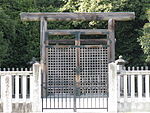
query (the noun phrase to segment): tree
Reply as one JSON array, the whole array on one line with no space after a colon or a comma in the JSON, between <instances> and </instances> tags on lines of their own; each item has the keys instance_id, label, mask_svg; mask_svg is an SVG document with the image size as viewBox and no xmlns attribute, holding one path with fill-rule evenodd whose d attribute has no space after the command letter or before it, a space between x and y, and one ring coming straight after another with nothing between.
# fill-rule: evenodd
<instances>
[{"instance_id":1,"label":"tree","mask_svg":"<svg viewBox=\"0 0 150 113\"><path fill-rule=\"evenodd\" d=\"M135 12L135 20L116 22L116 58L123 55L130 66L143 65L143 51L137 42L139 29L146 23L144 4L147 0L65 0L66 12ZM75 28L107 28L107 22L73 22ZM138 53L138 55L137 55Z\"/></svg>"},{"instance_id":2,"label":"tree","mask_svg":"<svg viewBox=\"0 0 150 113\"><path fill-rule=\"evenodd\" d=\"M145 53L146 62L150 63L150 9L147 10L147 19L149 22L145 23L139 42Z\"/></svg>"}]
</instances>

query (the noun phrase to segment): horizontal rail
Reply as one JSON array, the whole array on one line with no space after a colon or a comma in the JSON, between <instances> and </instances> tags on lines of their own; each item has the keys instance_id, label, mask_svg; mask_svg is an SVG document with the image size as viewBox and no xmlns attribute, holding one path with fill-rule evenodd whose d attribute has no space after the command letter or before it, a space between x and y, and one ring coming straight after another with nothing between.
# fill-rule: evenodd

-- -- --

Reproduce every one of the records above word for word, leaving out the pictures.

Reply to the exercise =>
query (the noun phrase to segment): tree
Reply as one JSON array, the whole array on one line with no space after a colon or a comma in the JSON, between <instances> and </instances> tags on lines of their own; each item has the keys instance_id, label, mask_svg; mask_svg is an SVG document with the image size as viewBox and no xmlns attribute, holding one path with fill-rule evenodd whose d attribute has no space after the command letter or before it, a space between x and y, and one ring coming straight after another with nothing between.
# fill-rule: evenodd
<instances>
[{"instance_id":1,"label":"tree","mask_svg":"<svg viewBox=\"0 0 150 113\"><path fill-rule=\"evenodd\" d=\"M135 12L135 20L116 22L116 58L123 55L130 66L143 65L143 51L137 42L139 29L146 23L144 4L147 0L65 0L66 12ZM75 28L107 28L107 22L73 22ZM138 53L138 55L137 55Z\"/></svg>"},{"instance_id":2,"label":"tree","mask_svg":"<svg viewBox=\"0 0 150 113\"><path fill-rule=\"evenodd\" d=\"M145 53L146 62L150 63L150 9L147 10L147 19L149 22L145 23L139 42Z\"/></svg>"}]
</instances>

query (the noun phrase to segment): horizontal rail
Reply as one JSON array, the whole array on one line with no space after a colon or a comma in the JSON, between <instances> and </instances> tags on lines of their own; each item has the keys instance_id, label, mask_svg; mask_svg is an SVG document with the image size as viewBox and no xmlns attribute, holding one path with fill-rule evenodd whose d attribute has no space after the command letter or before it, a space between x and y, and one ring coming straight after another with nothing between.
# fill-rule: evenodd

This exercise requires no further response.